- **Extrait de page**:

LES CHANSONS DE NOTRE ENFANCE À LA TÉLÉVISION

Les chansons de notre enfance ont-elles un pouvoir particulier ? La plupart font partie de la mémoire collective, mais elles sont si diverses par leurs styles, leurs origines, qu’il est bien difficile de leur trouver une similitude, sauf peut-être leur entrain. Ce qui est certain, c’est qu’elles créent en nous des tourbillons magiques qui défient le temps. La télévision, avec ses émissions de variétés, ses vedettes et toute son histoire, est devenue avec les années, le terrain privilégié de la nostalgie.


LES ÉMISSIONS DE TÉLÉVISION DANS LE RÉTROVISEUR

On ne peut évoquer les chansons qui ont bercé notre enfance sans évoquer la radio avec ses tubes qui passaient plusieurs fois par jour sur les différentes stations périphériques. Néanmoins, les souvenirs les plus tenaces restent le plus souvent accrochés au petit écran et aux émissions dites de « variété ».

Tout commence dans les trente glorieuses. La France s’épanouie et progressivement la télévision devient un média qui impose sa puissance, sa vision au sein des foyers. À cette époque, tout est encore timide et le média est loin d'être parfait : interruption d’images, problèmes de sons... Cependant, malgré ses imperfections, la télévision est le rendez-vous familial par excellence.

Les Beach Boys invités dans l'émission ‘Âge tendre et tête de bois’ en 1963 (source wikipedia)

En dehors des journaux télévisés, le grand public affectionne tout particulièrement les émissions de variétés. Jean Nohain avec ‘36 chandelles’ et Aimée Mortimer avec ‘L’école des vedettes’ produiront des "émissions spectacles" qui serviront de transition aux années 60.

- **Lignes fournies**:
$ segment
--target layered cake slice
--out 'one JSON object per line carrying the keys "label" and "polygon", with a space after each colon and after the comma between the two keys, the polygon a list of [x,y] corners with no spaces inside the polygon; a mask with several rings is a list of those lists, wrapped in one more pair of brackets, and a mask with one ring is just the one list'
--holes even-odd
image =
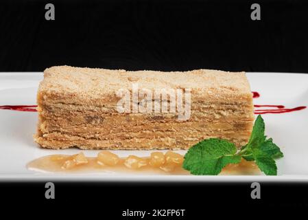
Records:
{"label": "layered cake slice", "polygon": [[42,147],[187,149],[220,138],[245,144],[252,96],[244,72],[46,69],[35,141]]}

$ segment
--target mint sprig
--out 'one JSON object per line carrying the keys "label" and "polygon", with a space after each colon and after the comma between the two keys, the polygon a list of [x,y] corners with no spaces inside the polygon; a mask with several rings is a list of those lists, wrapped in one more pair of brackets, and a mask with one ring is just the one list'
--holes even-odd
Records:
{"label": "mint sprig", "polygon": [[274,159],[283,157],[272,138],[264,135],[265,124],[259,115],[254,122],[248,143],[239,151],[226,140],[204,140],[189,148],[184,157],[183,168],[193,175],[218,175],[228,164],[238,164],[243,157],[254,161],[265,175],[276,175]]}

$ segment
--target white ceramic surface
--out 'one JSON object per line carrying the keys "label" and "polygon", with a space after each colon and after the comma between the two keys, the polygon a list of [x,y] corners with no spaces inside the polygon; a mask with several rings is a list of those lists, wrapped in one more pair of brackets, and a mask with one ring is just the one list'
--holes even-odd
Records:
{"label": "white ceramic surface", "polygon": [[[248,73],[252,91],[261,97],[255,104],[283,104],[293,108],[308,106],[308,74]],[[36,104],[42,73],[0,73],[0,105]],[[308,109],[282,114],[264,114],[266,135],[281,146],[285,157],[277,162],[279,175],[184,176],[151,175],[56,175],[29,170],[31,160],[50,154],[73,154],[80,150],[43,149],[33,142],[37,113],[0,109],[1,181],[295,181],[308,182]],[[84,151],[94,156],[98,151]],[[151,151],[117,151],[120,156],[147,156]],[[185,153],[184,151],[179,151]]]}

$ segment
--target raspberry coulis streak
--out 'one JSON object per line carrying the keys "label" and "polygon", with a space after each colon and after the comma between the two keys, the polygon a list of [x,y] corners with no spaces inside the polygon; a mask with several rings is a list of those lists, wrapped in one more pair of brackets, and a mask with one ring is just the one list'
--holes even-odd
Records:
{"label": "raspberry coulis streak", "polygon": [[[257,98],[260,97],[260,94],[257,91],[252,91],[252,98]],[[254,108],[263,108],[263,107],[270,107],[272,109],[256,109],[254,110],[254,114],[256,115],[262,115],[262,114],[279,114],[282,113],[292,112],[296,111],[300,111],[306,109],[305,106],[300,106],[298,107],[292,108],[292,109],[285,109],[284,105],[281,104],[254,104]]]}

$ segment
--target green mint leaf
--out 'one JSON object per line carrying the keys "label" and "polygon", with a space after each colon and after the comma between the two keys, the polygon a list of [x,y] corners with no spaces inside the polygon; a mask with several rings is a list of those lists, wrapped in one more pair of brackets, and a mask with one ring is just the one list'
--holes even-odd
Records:
{"label": "green mint leaf", "polygon": [[275,161],[270,155],[259,149],[255,149],[253,151],[253,157],[259,169],[265,175],[277,175],[277,166],[276,166]]}
{"label": "green mint leaf", "polygon": [[273,143],[273,140],[269,138],[265,140],[259,148],[261,151],[270,155],[272,158],[279,158],[283,157],[283,153],[279,147]]}
{"label": "green mint leaf", "polygon": [[182,166],[193,175],[217,175],[228,164],[241,162],[236,152],[235,145],[227,140],[204,140],[189,148]]}
{"label": "green mint leaf", "polygon": [[264,135],[265,125],[264,120],[261,115],[257,117],[256,121],[251,132],[250,138],[247,144],[247,147],[250,148],[259,148],[265,140],[266,136]]}

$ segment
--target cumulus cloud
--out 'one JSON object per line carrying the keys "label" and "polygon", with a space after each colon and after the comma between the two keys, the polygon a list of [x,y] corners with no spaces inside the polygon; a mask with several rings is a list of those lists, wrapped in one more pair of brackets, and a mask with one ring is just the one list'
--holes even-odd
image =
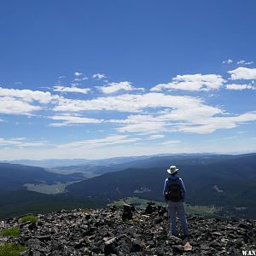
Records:
{"label": "cumulus cloud", "polygon": [[154,139],[159,139],[159,138],[162,138],[165,137],[165,136],[163,134],[153,134],[149,137],[149,139],[154,140]]}
{"label": "cumulus cloud", "polygon": [[0,87],[0,97],[7,96],[22,100],[24,102],[38,102],[40,103],[49,103],[57,100],[58,96],[52,96],[49,91],[31,90],[15,90]]}
{"label": "cumulus cloud", "polygon": [[39,106],[33,106],[12,97],[0,96],[0,113],[5,114],[30,115],[32,112],[42,109]]}
{"label": "cumulus cloud", "polygon": [[236,62],[236,64],[238,65],[251,65],[251,64],[253,64],[253,61],[246,61],[244,60],[241,60],[239,61]]}
{"label": "cumulus cloud", "polygon": [[108,85],[96,86],[96,88],[103,93],[110,94],[119,90],[144,90],[143,88],[136,88],[131,83],[125,81],[120,83],[110,83]]}
{"label": "cumulus cloud", "polygon": [[92,76],[91,76],[92,79],[98,79],[98,80],[101,80],[101,79],[107,79],[107,76],[103,73],[94,73]]}
{"label": "cumulus cloud", "polygon": [[73,116],[70,114],[55,115],[49,117],[49,119],[53,120],[62,121],[61,123],[53,123],[49,125],[50,126],[54,127],[67,126],[74,124],[98,124],[103,122],[103,119],[90,119],[86,117]]}
{"label": "cumulus cloud", "polygon": [[90,91],[90,89],[79,88],[76,86],[67,87],[67,86],[55,85],[54,86],[54,90],[61,91],[61,92],[77,92],[77,93],[87,94],[89,91]]}
{"label": "cumulus cloud", "polygon": [[143,109],[160,108],[182,108],[201,102],[199,98],[147,93],[143,95],[124,94],[114,96],[97,97],[91,100],[60,98],[55,111],[82,112],[88,110],[115,110],[119,112],[140,112]]}
{"label": "cumulus cloud", "polygon": [[256,79],[256,68],[240,67],[236,69],[228,71],[228,73],[231,75],[231,80]]}
{"label": "cumulus cloud", "polygon": [[0,147],[15,147],[15,148],[23,148],[23,147],[42,147],[46,146],[48,142],[46,141],[38,141],[38,142],[31,142],[26,138],[17,137],[5,139],[0,137]]}
{"label": "cumulus cloud", "polygon": [[222,61],[223,64],[231,64],[232,62],[233,61],[230,59]]}
{"label": "cumulus cloud", "polygon": [[225,80],[221,75],[217,74],[189,74],[177,75],[172,79],[172,82],[160,84],[151,89],[152,91],[162,90],[183,90],[191,91],[208,91],[218,90],[224,84]]}
{"label": "cumulus cloud", "polygon": [[180,143],[180,141],[177,141],[177,140],[167,140],[167,141],[165,141],[165,142],[161,143],[160,144],[161,145],[175,145],[175,144],[177,144],[177,143]]}
{"label": "cumulus cloud", "polygon": [[131,143],[139,141],[140,138],[129,137],[126,135],[110,135],[103,138],[84,140],[79,142],[72,142],[59,146],[61,148],[94,148],[108,147],[117,144]]}
{"label": "cumulus cloud", "polygon": [[255,90],[255,87],[249,84],[230,84],[226,85],[226,89],[228,90]]}

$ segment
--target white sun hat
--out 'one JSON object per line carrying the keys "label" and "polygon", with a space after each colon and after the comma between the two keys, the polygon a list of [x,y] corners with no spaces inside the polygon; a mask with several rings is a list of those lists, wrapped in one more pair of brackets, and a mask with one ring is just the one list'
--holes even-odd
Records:
{"label": "white sun hat", "polygon": [[170,169],[167,169],[167,172],[170,173],[170,174],[174,174],[175,172],[177,172],[178,169],[176,168],[175,166],[170,166]]}

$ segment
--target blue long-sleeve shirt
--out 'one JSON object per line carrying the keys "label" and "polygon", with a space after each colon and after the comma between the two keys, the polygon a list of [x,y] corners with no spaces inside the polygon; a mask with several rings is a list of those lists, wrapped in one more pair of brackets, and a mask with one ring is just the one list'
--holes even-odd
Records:
{"label": "blue long-sleeve shirt", "polygon": [[168,188],[169,188],[170,183],[172,181],[176,181],[177,179],[178,179],[177,182],[180,185],[180,189],[181,189],[181,192],[182,192],[182,195],[183,195],[183,201],[185,200],[185,195],[186,195],[185,186],[183,184],[183,182],[182,178],[178,177],[177,176],[170,176],[169,177],[166,177],[166,179],[165,181],[164,190],[163,190],[163,195],[164,195],[165,198],[166,198],[166,193],[167,193],[167,191],[168,191]]}

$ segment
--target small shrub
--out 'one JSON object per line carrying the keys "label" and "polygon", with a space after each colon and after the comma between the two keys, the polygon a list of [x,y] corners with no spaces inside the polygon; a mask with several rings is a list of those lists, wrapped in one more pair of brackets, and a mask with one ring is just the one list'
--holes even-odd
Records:
{"label": "small shrub", "polygon": [[38,220],[38,218],[33,215],[26,215],[26,216],[23,216],[20,218],[20,221],[22,223],[25,222],[32,222],[32,223],[36,223]]}
{"label": "small shrub", "polygon": [[26,247],[14,243],[5,243],[0,246],[0,256],[19,256],[26,250]]}
{"label": "small shrub", "polygon": [[3,236],[19,236],[19,235],[20,234],[20,230],[17,227],[14,227],[14,228],[9,228],[9,229],[5,229],[3,230],[0,232],[0,235]]}

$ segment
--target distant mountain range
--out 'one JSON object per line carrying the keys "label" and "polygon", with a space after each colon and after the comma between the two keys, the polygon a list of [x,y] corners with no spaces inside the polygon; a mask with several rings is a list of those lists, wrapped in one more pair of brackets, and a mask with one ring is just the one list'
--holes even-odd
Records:
{"label": "distant mountain range", "polygon": [[[214,205],[222,207],[221,214],[256,218],[256,154],[171,154],[89,161],[55,167],[58,173],[49,168],[0,164],[0,218],[27,211],[105,206],[128,196],[162,201],[166,169],[176,165],[188,191],[188,203]],[[70,162],[61,160],[65,163]],[[57,183],[67,185],[63,194],[44,195],[27,191],[24,186]]]}
{"label": "distant mountain range", "polygon": [[[76,197],[92,198],[102,205],[119,199],[119,191],[124,197],[139,195],[141,198],[163,201],[166,169],[174,164],[185,183],[187,202],[215,205],[223,207],[224,212],[256,218],[256,154],[154,157],[109,166],[119,172],[73,183],[67,189]],[[125,170],[119,171],[122,168]]]}

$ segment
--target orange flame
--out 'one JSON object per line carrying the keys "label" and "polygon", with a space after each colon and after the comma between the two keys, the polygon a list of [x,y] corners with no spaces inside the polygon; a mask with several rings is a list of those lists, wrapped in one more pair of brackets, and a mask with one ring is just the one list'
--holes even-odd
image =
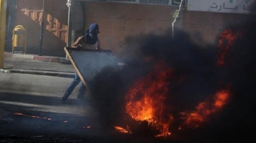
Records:
{"label": "orange flame", "polygon": [[151,73],[138,79],[126,96],[126,113],[134,120],[147,121],[148,125],[159,130],[160,134],[157,137],[171,134],[169,126],[173,118],[170,116],[170,120],[164,119],[163,112],[172,73],[172,68],[159,62]]}
{"label": "orange flame", "polygon": [[223,66],[226,52],[229,50],[230,47],[233,46],[234,41],[237,38],[238,33],[228,29],[221,34],[218,46],[221,52],[219,53],[218,65]]}
{"label": "orange flame", "polygon": [[[220,90],[214,97],[214,102],[201,102],[196,107],[195,111],[190,113],[181,112],[182,119],[184,119],[183,127],[196,129],[207,121],[209,115],[219,111],[227,103],[229,92],[228,90]],[[182,127],[179,129],[182,129]]]}
{"label": "orange flame", "polygon": [[126,125],[126,129],[118,126],[115,126],[114,127],[116,130],[120,133],[131,134],[131,131],[130,131],[130,127],[128,126],[128,125]]}

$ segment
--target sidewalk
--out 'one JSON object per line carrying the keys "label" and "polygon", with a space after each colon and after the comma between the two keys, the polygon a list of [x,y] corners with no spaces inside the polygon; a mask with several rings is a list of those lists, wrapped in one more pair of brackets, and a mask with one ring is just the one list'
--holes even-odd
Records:
{"label": "sidewalk", "polygon": [[65,57],[4,53],[2,72],[42,75],[73,78],[75,70]]}

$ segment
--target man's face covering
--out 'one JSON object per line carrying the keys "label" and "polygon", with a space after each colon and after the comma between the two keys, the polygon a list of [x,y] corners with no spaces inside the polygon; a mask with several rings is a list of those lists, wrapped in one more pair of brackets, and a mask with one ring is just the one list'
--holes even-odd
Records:
{"label": "man's face covering", "polygon": [[99,32],[99,26],[98,24],[94,23],[91,24],[89,28],[89,35],[92,39],[98,38],[98,34]]}

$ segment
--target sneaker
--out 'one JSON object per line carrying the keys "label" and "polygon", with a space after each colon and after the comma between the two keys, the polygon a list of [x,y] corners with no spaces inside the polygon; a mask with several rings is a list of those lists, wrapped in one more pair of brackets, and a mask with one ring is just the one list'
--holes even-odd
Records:
{"label": "sneaker", "polygon": [[86,99],[86,98],[84,97],[84,96],[79,95],[77,96],[77,99],[81,100],[84,100]]}
{"label": "sneaker", "polygon": [[69,98],[69,94],[65,94],[61,98],[61,100],[63,102],[66,102],[66,101],[67,101],[67,98]]}

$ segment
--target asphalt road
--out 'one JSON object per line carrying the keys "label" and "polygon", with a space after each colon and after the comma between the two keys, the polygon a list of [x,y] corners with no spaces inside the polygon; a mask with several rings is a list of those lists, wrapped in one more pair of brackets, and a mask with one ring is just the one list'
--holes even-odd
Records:
{"label": "asphalt road", "polygon": [[0,73],[0,105],[3,108],[78,116],[88,115],[91,108],[76,99],[79,88],[74,89],[66,103],[61,102],[59,98],[71,78]]}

- **Travail à réaliser**:
A. Mettez à jour l'extrait sur les chansons d'enfance en reprenant tout le passage allant de "Tout commence dans" jusqu'à "familial par excellence.", où "timide" devient "balbutiant".
B. D'après l'extrait sur les chansons d'enfance, dans quelle émission les Beach Boys ont-ils été invités en 1963 ?

- **Solutions ci-dessous**:
A.
Tout commence dans les trente glorieuses. La France s’épanouie et progressivement la télévision devient un média qui impose sa puissance, sa vision au sein des foyers. À cette époque, tout est encore balbutiant et le média est loin d'être parfait : interruption d’images, problèmes de sons... Cependant, malgré ses imperfections, la télévision est le rendez-vous familial par excellence.

B. Dans l'émission ‘Âge tendre et tête de bois’.